── DATA FOR THIS TASK ──
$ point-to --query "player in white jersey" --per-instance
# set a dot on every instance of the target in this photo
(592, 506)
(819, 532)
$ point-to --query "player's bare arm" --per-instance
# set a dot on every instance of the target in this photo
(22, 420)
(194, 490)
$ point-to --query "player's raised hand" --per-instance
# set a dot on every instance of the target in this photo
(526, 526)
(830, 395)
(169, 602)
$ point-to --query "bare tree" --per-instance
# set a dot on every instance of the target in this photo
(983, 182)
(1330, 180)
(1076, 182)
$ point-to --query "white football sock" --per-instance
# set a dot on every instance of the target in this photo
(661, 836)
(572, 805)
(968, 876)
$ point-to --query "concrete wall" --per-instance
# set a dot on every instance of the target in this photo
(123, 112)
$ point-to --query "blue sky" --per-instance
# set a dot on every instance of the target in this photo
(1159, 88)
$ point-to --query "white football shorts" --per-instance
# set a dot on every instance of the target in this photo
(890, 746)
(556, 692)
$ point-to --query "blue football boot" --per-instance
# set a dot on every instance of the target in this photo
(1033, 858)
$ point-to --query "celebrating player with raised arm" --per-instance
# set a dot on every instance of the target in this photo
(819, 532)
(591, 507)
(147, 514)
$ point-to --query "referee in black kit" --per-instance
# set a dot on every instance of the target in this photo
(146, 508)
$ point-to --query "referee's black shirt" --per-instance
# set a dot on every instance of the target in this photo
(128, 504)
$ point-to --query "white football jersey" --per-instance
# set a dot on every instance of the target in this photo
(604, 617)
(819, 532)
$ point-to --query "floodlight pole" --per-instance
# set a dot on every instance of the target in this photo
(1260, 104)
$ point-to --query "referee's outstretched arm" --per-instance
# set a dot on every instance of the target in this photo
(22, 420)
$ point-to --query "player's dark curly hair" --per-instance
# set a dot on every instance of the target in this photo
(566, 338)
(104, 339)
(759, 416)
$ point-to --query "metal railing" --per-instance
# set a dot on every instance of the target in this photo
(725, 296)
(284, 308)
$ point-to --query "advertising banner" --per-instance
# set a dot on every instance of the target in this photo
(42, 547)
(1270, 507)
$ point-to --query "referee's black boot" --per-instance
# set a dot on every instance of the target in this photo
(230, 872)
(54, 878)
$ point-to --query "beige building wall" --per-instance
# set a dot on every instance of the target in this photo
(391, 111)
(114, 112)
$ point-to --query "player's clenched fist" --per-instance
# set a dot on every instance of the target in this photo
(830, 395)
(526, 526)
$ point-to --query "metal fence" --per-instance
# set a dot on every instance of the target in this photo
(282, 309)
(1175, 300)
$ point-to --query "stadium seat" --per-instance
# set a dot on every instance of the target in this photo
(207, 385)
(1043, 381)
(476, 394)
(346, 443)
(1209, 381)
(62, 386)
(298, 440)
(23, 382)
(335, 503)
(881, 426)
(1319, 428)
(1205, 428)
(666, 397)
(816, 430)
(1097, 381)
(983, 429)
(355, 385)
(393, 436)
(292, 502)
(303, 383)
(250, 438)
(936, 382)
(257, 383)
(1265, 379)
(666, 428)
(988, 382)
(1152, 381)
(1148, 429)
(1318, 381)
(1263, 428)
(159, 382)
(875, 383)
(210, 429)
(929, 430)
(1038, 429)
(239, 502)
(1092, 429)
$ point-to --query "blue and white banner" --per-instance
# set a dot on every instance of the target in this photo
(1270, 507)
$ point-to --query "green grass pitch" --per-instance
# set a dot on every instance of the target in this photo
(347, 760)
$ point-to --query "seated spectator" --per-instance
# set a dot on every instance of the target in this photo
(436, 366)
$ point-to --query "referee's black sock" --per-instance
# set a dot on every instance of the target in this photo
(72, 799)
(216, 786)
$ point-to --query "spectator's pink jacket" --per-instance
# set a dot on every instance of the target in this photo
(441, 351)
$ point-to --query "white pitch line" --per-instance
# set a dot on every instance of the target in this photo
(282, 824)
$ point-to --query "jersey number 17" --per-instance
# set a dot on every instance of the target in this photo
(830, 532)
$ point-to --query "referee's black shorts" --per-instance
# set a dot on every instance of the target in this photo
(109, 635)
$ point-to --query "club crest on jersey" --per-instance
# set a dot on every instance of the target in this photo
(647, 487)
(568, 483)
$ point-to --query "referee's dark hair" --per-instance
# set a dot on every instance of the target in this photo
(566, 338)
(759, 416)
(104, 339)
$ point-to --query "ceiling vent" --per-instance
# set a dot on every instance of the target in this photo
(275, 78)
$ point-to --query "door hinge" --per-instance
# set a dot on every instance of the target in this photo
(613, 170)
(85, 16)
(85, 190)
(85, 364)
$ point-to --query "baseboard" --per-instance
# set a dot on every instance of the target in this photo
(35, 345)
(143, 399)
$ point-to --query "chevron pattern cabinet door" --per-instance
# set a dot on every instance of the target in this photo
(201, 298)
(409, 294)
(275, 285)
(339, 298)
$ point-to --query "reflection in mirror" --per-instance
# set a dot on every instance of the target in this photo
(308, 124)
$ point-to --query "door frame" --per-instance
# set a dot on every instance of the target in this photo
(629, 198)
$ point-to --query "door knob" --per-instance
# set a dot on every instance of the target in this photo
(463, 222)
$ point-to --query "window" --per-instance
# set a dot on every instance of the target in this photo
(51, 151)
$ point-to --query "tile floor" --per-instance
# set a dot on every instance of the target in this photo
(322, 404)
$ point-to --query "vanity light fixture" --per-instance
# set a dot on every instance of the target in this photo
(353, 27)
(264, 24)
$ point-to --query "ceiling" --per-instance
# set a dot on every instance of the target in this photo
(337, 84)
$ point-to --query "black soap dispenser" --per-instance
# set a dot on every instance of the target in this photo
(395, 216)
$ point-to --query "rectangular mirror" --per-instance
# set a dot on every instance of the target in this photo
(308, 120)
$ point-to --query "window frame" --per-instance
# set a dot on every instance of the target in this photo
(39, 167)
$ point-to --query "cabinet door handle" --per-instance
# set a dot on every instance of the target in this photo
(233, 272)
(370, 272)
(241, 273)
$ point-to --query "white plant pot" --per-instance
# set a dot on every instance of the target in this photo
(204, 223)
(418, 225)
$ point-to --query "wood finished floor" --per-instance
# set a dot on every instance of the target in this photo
───
**TASK TO COMPLETE:**
Present the lines of the data above as a numbered list, omitting any blank lines.

**ANSWER TO THIS TASK:**
1. $ point-to --query "player in white jersey" --per-instance
2. # set a dot on every instance of the target in this photo
3. (592, 506)
4. (819, 532)
5. $ point-to --query "player's bare arm" --per-instance
6. # set a dot on every instance of the target in this photo
7. (22, 420)
8. (194, 490)
9. $ point-to --query "player's raised hand" --per-instance
10. # set a dot on every instance of the target in this photo
11. (526, 526)
12. (830, 395)
13. (169, 602)
14. $ point-to --query "bare tree" --per-instance
15. # set a dot on every instance of the target in this photo
16. (983, 182)
17. (1330, 180)
18. (1076, 182)
19. $ point-to --query "white football sock" --per-instance
20. # set a dot on every instance of the target in this photo
21. (661, 836)
22. (572, 805)
23. (968, 876)
24. $ point-to --query "concrete wall" --per-instance
25. # set a dot on every instance of the target in this photo
26. (123, 112)
27. $ point-to --query "blue sky" --per-instance
28. # set a dot on every instance of the target in this photo
29. (1159, 88)
30. $ point-to --query "white football shorts" --per-instance
31. # set a dot on every instance of the target in this photo
32. (890, 746)
33. (556, 692)
34. $ point-to --query "blue football boot" --per-instance
35. # set a dot on every instance of the target in this photo
36. (1033, 858)
37. $ point-to --query "celebrating player with raised arm" --per-instance
38. # set a dot on every instance of the target in this photo
39. (819, 532)
40. (591, 507)
41. (147, 514)
42. $ point-to --query "referee in black kit" --per-instance
43. # set a dot on every instance of the target in this photo
44. (146, 508)
45. $ point-to --query "referee's black shirt" --per-instance
46. # set a dot on every instance of the target in this photo
47. (128, 504)
48. $ point-to --query "white football jersey" --per-instance
49. # set a dot on every instance of the target in this photo
50. (604, 617)
51. (819, 532)
52. $ point-to --query "floodlight pole" --per-instance
53. # set a dot on every instance of the target in this photo
54. (1260, 104)
55. $ point-to --query "referee's outstretched arm" --per-instance
56. # set a dot on every instance of the target in this photo
57. (22, 420)
58. $ point-to --query "player's dark curly hair" --per-instance
59. # set a dot on every instance of the target in this photo
60. (566, 338)
61. (104, 339)
62. (759, 416)
63. $ point-to --query "metal railing" --per-instance
64. # set a dot on every instance of the target in this photo
65. (725, 296)
66. (284, 308)
67. $ point-to --query "advertising banner" --per-instance
68. # set a dot on every instance of the target in this photo
69. (42, 547)
70. (1270, 507)
71. $ point-to --query "referee's black boot" --per-instance
72. # set a dot on every instance of the target in this photo
73. (230, 872)
74. (54, 878)
75. $ point-to --query "beige building wall" --per-instance
76. # set a dot on every instance of the target in this photo
77. (391, 111)
78. (114, 112)
79. $ point-to --query "player's clenched fist" --per-instance
80. # set a dot on every instance of the target in this photo
81. (830, 395)
82. (526, 526)
83. $ point-to --query "metal fence" --per-instance
84. # set a dot on every instance of the target in this photo
85. (282, 309)
86. (1175, 300)
87. $ point-to --query "stadium seat" --per-instance
88. # set a dot on every instance of the target in this photo
89. (207, 385)
90. (1043, 381)
91. (476, 394)
92. (346, 443)
93. (1209, 381)
94. (62, 386)
95. (298, 440)
96. (23, 382)
97. (335, 503)
98. (881, 426)
99. (1319, 428)
100. (1205, 428)
101. (666, 397)
102. (816, 430)
103. (1097, 381)
104. (983, 429)
105. (355, 385)
106. (393, 436)
107. (292, 502)
108. (303, 383)
109. (250, 438)
110. (936, 382)
111. (257, 383)
112. (1265, 379)
113. (666, 428)
114. (988, 382)
115. (1152, 381)
116. (1148, 429)
117. (1318, 381)
118. (1263, 428)
119. (159, 382)
120. (875, 383)
121. (210, 429)
122. (929, 430)
123. (1038, 429)
124. (239, 502)
125. (1092, 429)
126. $ point-to --query "blue and white banner" --per-instance
127. # set a dot on every instance of the target in this photo
128. (1270, 507)
129. $ point-to --query "green grass pitch" --per-instance
130. # set a dot on every instance of the target in this photo
131. (347, 760)
132. $ point-to --query "seated spectator" --per-instance
133. # set a dot on every instance of the target in this photo
134. (436, 366)
135. $ point-to --query "referee's black sock" --per-instance
136. # set a dot on every instance of the target in this photo
137. (72, 799)
138. (216, 786)
139. $ point-to --query "spectator's pink jacket" --per-instance
140. # set a dot on every instance of the target in this photo
141. (441, 351)
142. $ point-to --query "white pitch line" --per-instance
143. # set a dot on every instance of the target in this photo
144. (282, 824)
145. $ point-to --query "jersey number 17" --per-instance
146. # set a dot on every instance of the target in this photo
147. (830, 532)
148. $ point-to --query "referee's black shorts" --per-instance
149. # set a dot on every instance of the target in this photo
150. (109, 635)
151. $ point-to --query "club crest on jersey" --per-instance
152. # set a dot on every instance of the target in this photo
153. (647, 487)
154. (568, 483)
155. $ point-to --query "referee's dark hair" --per-instance
156. # set a dot on every instance of the target in this photo
157. (566, 338)
158. (759, 416)
159. (104, 339)
160. $ point-to --query "ceiling vent" --per-instance
161. # set a dot on every instance of the target in this photo
162. (275, 78)
163. $ point-to --query "door hinge" --per-instance
164. # set a dot on every instance of the target in this photo
165. (613, 170)
166. (85, 16)
167. (85, 190)
168. (85, 364)
169. $ point-to --query "baseboard" --per-instance
170. # set a dot on every instance of the target in this photo
171. (35, 345)
172. (143, 399)
173. $ point-to --query "chevron pattern cabinet door" --per-instance
174. # set a dot on every instance of the target in this photo
175. (201, 298)
176. (409, 294)
177. (275, 285)
178. (339, 298)
179. $ point-to --query "reflection in mirror" --per-instance
180. # set a dot on every instance of the target in this photo
181. (308, 124)
182. $ point-to --query "door frame" --per-instance
183. # set a dot on every instance of the target in this photo
184. (629, 198)
185. $ point-to --query "door knob" --per-instance
186. # set a dot on every instance of the target in this photo
187. (463, 222)
188. $ point-to --query "window" --per-instance
189. # set a dot on every instance of the target in this photo
190. (51, 151)
191. $ point-to --query "tile floor" --per-instance
192. # set a dot on every instance of the target in this photo
193. (322, 404)
194. $ point-to --query "vanity light fixture" --per-instance
195. # set a dot on every instance of the target in this photo
196. (353, 27)
197. (264, 24)
198. $ point-to --query "ceiling" --per-instance
199. # set a dot on every instance of the target in this photo
200. (337, 84)
201. $ point-to --query "black soap dispenser" --per-instance
202. # set a dot on every instance of the target in this photo
203. (395, 216)
204. $ point-to --query "rectangular mirror" --per-instance
205. # set a dot on every instance of the target in this photo
206. (308, 120)
207. $ point-to --query "window frame" --per-instance
208. # set a dot on every instance of the target in this photo
209. (39, 167)
210. $ point-to --query "cabinet door handle" --per-instance
211. # set a dot on every instance of the target in this photo
212. (233, 272)
213. (370, 272)
214. (241, 273)
215. $ point-to --query "white plant pot" --per-instance
216. # set a dot on every instance of the target in this photo
217. (204, 223)
218. (418, 225)
219. $ point-to --query "wood finished floor" --per-instance
220. # set a dot on every instance of the target in this photo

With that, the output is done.